L’inflazione resta persistente negli Stati Uniti e nell’Unione europea. Dunque, le banche centrali dovrebbero insistere con gli incrementi dei tassi di interesse. Ma dal punto di vista della solvibilità delle banche, ciò potrebbe rivelarsi disastroso.
Due effetti delle politiche monetarie restrittive
Tra il 1979 e il 1982 l’allora presidente della Federal Reserve Paul Volcker attuò una fortissima stretta monetaria per cercare di frenare un’inflazione a due cifre. Volcker mise fine al rialzo dei tassi quando si verificò il primo fallimento nel sistema bancario americano.
Le analogie con gli eventi di queste ultime settimane sono evidenti. Le politiche monetarie restrittive di contrasto all’inflazione hanno effetti importanti sulla stabilità degli intermediari finanziari, di segno sia positivo che negativo. Il punto centrale è che gli effetti negativi tendono a prodursi molto velocemente, mentre quelli positivi solo con ritardo.
Gli effetti negativi sono essenzialmente due. Primo, il rialzo dei tassi di interesse influenza direttamente il mercato interbancario, aumentando il costo di indebitamento per le banche, sia per i prestiti contratti direttamente con la banca centrale che per i prestiti da altre banche sul mercato. In secondo luogo, il rialzo dei tassi porta a una svalutazione delle attività finanziarie a basso rischio detenute dalle banche, in particolare titoli di stato e titoli sintetici cosiddetti Mbs (mortgage backed securities, cioè titoli con sottostante un insieme molto ampio e diversificato di mutui immobiliari). Quanto più alto è il peso di titoli di stato e Mbs nel portafoglio delle banche, e quanto maggiore è la loro maturità (cioè l’orizzonte temporale di scadenza), tanto più alta è l’esposizione al rischio di rialzo dei tassi di interesse.
Dall’altro lato, tassi di interesse più alti tendono a gonfiare i profitti, perché le banche possono emettere prestiti (mutui) con rendimenti più alti. Ma la trasmissione dai tassi a breve termine direttamente influenzati dalla banca centrale ai tassi di interesse a medio-lungo termine sui prestiti è indiretta e lenta. In più, il rialzo dei tassi di politica monetaria si traduce in un aumento dei tassi di interesse solo sui prestiti e mutui di nuova emissione, non su quelli già emessi in passato. Perciò gli effetti negativi sui bilanci tendono a prodursi molto più velocemente degli effetti positivi. È il motivo per cui le banche tipicamente acquistano assicurazione contro il rischio di rialzo dei tassi di interesse.

Record forniti:

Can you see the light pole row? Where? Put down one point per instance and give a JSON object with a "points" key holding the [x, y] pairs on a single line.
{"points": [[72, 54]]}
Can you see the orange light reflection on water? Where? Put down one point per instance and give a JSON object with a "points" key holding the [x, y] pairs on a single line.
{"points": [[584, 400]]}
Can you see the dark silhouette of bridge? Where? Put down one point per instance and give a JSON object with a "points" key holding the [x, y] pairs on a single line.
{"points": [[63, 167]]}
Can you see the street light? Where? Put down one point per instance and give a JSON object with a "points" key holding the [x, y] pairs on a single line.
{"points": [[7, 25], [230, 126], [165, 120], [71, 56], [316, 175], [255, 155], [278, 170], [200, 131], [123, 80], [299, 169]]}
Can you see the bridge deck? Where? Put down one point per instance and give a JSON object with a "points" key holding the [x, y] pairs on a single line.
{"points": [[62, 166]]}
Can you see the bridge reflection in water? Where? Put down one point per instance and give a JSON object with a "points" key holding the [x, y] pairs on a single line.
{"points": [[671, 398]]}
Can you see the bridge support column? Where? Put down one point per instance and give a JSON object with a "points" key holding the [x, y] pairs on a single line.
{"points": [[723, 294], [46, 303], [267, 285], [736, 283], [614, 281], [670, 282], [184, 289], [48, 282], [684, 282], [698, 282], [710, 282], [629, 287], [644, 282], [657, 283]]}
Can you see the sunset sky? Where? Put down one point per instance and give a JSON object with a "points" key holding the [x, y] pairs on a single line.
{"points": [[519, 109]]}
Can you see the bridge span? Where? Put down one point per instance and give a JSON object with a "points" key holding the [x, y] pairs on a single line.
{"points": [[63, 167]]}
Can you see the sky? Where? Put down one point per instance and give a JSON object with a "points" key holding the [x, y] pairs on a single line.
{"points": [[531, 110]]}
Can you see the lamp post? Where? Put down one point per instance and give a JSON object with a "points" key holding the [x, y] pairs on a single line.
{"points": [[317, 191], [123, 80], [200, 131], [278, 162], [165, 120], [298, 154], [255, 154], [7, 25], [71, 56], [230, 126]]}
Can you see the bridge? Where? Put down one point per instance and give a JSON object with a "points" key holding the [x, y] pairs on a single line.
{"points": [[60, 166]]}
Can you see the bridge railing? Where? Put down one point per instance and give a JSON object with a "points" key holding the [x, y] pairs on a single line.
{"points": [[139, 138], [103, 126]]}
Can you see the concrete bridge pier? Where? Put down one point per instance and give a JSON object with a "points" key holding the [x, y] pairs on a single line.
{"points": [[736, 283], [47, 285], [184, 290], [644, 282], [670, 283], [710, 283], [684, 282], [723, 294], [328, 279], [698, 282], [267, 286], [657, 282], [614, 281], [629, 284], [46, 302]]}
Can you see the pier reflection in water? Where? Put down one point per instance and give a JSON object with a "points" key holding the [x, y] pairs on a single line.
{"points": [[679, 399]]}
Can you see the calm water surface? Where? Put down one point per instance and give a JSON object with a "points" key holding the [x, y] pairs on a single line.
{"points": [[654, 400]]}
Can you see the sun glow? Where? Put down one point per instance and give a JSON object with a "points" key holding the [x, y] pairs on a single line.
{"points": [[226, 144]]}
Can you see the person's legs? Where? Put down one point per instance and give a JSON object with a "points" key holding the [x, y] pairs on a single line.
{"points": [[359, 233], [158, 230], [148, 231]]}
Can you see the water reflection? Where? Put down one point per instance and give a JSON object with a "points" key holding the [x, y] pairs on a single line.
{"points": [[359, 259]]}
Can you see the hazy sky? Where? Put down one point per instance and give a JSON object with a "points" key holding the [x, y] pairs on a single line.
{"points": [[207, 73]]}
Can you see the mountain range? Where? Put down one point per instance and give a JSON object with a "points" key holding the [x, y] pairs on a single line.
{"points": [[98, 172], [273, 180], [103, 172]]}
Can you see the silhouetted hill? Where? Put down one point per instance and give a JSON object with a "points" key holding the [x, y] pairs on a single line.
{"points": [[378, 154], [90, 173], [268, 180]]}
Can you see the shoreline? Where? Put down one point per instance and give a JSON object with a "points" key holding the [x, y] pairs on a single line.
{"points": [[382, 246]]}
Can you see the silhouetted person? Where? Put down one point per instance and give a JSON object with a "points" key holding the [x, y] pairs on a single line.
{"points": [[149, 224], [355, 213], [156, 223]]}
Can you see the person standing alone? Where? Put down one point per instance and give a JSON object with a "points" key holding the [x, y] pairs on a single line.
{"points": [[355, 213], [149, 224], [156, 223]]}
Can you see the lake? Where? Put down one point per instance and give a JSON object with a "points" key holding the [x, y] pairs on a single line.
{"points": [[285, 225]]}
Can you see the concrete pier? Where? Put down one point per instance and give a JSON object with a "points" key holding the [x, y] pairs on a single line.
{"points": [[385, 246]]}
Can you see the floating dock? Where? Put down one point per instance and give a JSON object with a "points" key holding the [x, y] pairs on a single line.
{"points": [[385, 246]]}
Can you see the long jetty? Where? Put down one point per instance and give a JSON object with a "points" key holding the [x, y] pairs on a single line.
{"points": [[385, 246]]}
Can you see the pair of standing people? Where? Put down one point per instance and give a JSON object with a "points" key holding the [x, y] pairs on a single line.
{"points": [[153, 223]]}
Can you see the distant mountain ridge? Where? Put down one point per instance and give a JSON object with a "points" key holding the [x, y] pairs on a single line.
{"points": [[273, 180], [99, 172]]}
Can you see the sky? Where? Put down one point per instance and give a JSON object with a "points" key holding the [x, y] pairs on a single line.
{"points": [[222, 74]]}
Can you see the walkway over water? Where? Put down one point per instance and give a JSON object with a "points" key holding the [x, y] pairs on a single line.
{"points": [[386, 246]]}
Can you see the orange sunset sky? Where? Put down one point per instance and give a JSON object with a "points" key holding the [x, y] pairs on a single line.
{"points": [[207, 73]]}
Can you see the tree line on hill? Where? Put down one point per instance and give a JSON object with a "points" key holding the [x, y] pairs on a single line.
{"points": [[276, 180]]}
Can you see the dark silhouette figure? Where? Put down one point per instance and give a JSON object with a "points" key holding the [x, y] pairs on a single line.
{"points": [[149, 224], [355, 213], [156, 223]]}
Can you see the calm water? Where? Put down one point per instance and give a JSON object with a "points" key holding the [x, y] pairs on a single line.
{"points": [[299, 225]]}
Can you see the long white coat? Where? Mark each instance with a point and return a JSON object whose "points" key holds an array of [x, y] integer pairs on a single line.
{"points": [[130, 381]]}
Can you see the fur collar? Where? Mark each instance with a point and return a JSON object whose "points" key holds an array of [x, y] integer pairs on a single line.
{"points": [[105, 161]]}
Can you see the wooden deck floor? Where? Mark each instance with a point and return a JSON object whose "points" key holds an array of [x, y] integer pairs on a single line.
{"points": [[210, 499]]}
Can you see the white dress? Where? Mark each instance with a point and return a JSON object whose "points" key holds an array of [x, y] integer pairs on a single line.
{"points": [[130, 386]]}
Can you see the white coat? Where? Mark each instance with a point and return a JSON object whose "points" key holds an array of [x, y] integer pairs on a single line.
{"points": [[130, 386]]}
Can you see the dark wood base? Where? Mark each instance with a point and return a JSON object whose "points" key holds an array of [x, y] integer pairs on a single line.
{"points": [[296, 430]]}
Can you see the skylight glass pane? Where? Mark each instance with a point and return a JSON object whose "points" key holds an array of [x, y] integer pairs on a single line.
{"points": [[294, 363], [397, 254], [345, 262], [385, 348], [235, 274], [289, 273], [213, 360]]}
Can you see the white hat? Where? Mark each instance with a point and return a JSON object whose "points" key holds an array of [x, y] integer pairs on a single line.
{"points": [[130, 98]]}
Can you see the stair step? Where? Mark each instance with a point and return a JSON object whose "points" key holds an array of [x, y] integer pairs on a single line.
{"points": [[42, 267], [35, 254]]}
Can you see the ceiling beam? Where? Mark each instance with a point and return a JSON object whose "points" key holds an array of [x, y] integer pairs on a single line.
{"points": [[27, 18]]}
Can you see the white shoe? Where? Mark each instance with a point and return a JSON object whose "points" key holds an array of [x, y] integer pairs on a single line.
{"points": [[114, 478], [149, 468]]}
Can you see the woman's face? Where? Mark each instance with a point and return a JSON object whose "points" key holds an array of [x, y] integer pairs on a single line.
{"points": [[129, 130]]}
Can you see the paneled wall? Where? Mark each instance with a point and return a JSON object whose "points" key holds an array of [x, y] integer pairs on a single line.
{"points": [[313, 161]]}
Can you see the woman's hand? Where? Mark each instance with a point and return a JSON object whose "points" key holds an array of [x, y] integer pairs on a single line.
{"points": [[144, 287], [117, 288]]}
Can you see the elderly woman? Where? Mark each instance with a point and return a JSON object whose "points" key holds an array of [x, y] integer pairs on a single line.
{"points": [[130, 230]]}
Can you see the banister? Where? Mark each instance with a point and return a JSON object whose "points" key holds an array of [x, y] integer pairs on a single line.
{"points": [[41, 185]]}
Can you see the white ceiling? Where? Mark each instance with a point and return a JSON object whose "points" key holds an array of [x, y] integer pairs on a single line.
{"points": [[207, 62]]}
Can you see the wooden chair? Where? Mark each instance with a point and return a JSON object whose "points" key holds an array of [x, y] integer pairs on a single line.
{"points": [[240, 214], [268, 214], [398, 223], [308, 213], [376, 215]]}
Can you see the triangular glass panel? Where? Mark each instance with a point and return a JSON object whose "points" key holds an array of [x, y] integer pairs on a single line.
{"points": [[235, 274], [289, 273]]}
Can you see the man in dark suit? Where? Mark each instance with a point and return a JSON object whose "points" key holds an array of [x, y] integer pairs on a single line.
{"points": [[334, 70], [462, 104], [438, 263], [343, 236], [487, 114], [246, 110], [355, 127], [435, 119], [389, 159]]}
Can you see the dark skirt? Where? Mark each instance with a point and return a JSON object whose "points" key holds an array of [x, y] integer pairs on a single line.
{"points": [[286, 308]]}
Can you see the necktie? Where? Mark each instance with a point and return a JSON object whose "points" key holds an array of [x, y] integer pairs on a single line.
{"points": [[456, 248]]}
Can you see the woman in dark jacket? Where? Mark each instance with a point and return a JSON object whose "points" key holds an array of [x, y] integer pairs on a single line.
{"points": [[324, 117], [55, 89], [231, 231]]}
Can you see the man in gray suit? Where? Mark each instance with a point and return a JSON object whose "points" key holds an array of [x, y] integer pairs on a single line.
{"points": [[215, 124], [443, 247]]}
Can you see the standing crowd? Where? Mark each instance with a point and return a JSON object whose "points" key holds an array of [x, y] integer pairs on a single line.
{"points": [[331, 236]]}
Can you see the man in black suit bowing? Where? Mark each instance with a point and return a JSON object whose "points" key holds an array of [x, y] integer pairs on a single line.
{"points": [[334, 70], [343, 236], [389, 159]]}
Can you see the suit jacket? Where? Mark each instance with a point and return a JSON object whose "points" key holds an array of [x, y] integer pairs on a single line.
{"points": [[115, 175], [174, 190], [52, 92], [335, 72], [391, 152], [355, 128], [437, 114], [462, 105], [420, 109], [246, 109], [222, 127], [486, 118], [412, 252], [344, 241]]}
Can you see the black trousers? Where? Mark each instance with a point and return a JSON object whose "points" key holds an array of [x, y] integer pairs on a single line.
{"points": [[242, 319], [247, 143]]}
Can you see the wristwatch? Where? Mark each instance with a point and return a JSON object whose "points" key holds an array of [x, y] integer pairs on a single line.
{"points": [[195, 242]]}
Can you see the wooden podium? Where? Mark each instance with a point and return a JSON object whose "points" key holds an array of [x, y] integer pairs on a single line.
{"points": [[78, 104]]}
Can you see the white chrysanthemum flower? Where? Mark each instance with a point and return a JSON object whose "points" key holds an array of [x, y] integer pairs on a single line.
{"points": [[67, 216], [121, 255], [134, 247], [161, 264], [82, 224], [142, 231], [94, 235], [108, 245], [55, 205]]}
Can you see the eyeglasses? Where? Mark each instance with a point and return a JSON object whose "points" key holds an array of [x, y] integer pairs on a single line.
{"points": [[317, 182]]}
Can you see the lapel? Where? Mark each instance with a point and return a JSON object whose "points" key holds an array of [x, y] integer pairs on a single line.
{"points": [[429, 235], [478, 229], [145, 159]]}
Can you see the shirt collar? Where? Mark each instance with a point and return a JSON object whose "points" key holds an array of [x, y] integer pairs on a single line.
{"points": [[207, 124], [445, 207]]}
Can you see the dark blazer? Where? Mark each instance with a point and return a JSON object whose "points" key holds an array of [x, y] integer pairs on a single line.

Istruzioni:
1. Elenca tutti gli effetti del rialzo dei tassi di interesse sulle banche descritti nel testo sui tassi e le banche. Indica per ciascuno se è negativo o positivo.
2. Trasforma in un elenco puntato il paragrafo del testo sui tassi e le banche che comincia con "Dall’altro lato, tassi di interesse più alti", conservandone i fatti principali.

Risposte:
1.
- Aumento del costo di indebitamento per le banche, sia per i prestiti dalla banca centrale sia per quelli da altre banche sul mercato (negativo)
- Svalutazione delle attività finanziarie a basso rischio detenute dalle banche, in particolare titoli di stato e Mbs (negativo)
- Aumento dei profitti, perché le banche possono emettere prestiti (mutui) con rendimenti più alti (positivo)

2.
- Tassi più alti tendono a gonfiare i profitti, perché le banche possono emettere prestiti (mutui) con rendimenti più alti.
- Il passaggio dai tassi a breve termine, influenzati dalla banca centrale, ai tassi a medio-lungo termine sui prestiti è indiretto e lento.
- Il rialzo dei tassi di politica monetaria aumenta i tassi solo su prestiti e mutui nuovi, non su quelli già emessi.
- Per questo gli effetti negativi sui bilanci arrivano molto prima di quelli positivi.
- Per lo stesso motivo le banche di solito si assicurano contro il rischio di rialzo dei tassi.